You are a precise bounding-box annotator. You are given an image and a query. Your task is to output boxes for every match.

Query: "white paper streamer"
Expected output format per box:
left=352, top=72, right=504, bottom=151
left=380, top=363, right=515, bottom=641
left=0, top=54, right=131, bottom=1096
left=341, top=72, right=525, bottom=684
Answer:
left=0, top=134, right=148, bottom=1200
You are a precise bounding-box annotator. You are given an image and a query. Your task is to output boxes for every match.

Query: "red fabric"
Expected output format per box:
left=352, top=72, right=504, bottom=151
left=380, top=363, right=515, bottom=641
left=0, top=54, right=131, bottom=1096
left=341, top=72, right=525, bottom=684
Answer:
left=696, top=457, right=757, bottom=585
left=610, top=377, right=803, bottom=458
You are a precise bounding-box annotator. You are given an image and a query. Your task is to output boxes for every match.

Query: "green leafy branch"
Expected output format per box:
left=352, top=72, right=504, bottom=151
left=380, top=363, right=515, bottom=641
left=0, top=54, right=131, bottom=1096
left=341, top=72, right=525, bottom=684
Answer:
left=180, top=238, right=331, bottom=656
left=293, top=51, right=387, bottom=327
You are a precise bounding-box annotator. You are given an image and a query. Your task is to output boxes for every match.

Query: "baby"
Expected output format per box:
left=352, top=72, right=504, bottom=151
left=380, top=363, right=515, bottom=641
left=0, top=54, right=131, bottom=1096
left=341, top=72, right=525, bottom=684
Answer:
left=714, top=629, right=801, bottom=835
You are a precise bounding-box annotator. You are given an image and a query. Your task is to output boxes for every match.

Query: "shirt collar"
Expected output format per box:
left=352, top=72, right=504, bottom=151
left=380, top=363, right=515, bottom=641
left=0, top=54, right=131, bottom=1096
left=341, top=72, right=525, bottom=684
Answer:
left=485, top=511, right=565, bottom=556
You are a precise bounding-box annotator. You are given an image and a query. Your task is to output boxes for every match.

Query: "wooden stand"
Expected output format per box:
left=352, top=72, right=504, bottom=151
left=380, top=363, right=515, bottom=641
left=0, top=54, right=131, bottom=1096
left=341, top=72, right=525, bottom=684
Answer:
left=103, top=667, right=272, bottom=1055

*Work instruction*
Each line of the data is to be retyped exactly as shown.

*Response to the exercise*
You are a precise bounding-box annotator. You are given an image and a query. Your task is to output boxes for every match.

Query: "white paper streamer"
Expected output format per box:
left=352, top=72, right=504, bottom=151
left=380, top=363, right=515, bottom=641
left=0, top=54, right=131, bottom=1096
left=341, top=72, right=525, bottom=684
Answer:
left=0, top=134, right=148, bottom=1200
You are a precise bounding-box annotator. You are given an image and a query. Your task is to output boxes for every match.

Query: "red fabric"
Expected output format per box:
left=352, top=72, right=504, bottom=151
left=380, top=363, right=515, bottom=641
left=0, top=54, right=131, bottom=1096
left=341, top=72, right=525, bottom=684
Answer:
left=696, top=457, right=757, bottom=585
left=610, top=377, right=803, bottom=458
You are a precise bounding-box annotator. You are given an image and a query. Your task is to output boxes for every match.

Query: "green leafy branch"
Expected output format per box:
left=352, top=72, right=504, bottom=151
left=380, top=363, right=515, bottom=641
left=0, top=54, right=131, bottom=1096
left=341, top=72, right=525, bottom=684
Answer:
left=180, top=238, right=331, bottom=656
left=293, top=51, right=387, bottom=327
You are a precise bounding-box annotator. You are given an image and a query. Your task is to output boxes for every match.

Query: "baby"
Expected output format per box:
left=352, top=72, right=504, bottom=151
left=380, top=363, right=515, bottom=641
left=0, top=54, right=131, bottom=1096
left=341, top=72, right=525, bottom=684
Answer:
left=714, top=629, right=801, bottom=835
You are a precise bounding-box annotator. You are given an image and a query. Your task is to output boxes for every match.

Query: "shirt collar"
Expected output format per box:
left=352, top=72, right=504, bottom=151
left=380, top=363, right=515, bottom=641
left=0, top=54, right=131, bottom=1096
left=341, top=72, right=525, bottom=684
Answer:
left=485, top=511, right=565, bottom=556
You are a precise bounding-box annotator. You are given an image and a query. Your task is to output boxes for every match.

Query: "wooden stand"
Expected output format per box:
left=352, top=72, right=504, bottom=151
left=380, top=363, right=515, bottom=641
left=0, top=54, right=131, bottom=1096
left=341, top=72, right=525, bottom=684
Answer:
left=103, top=667, right=272, bottom=1055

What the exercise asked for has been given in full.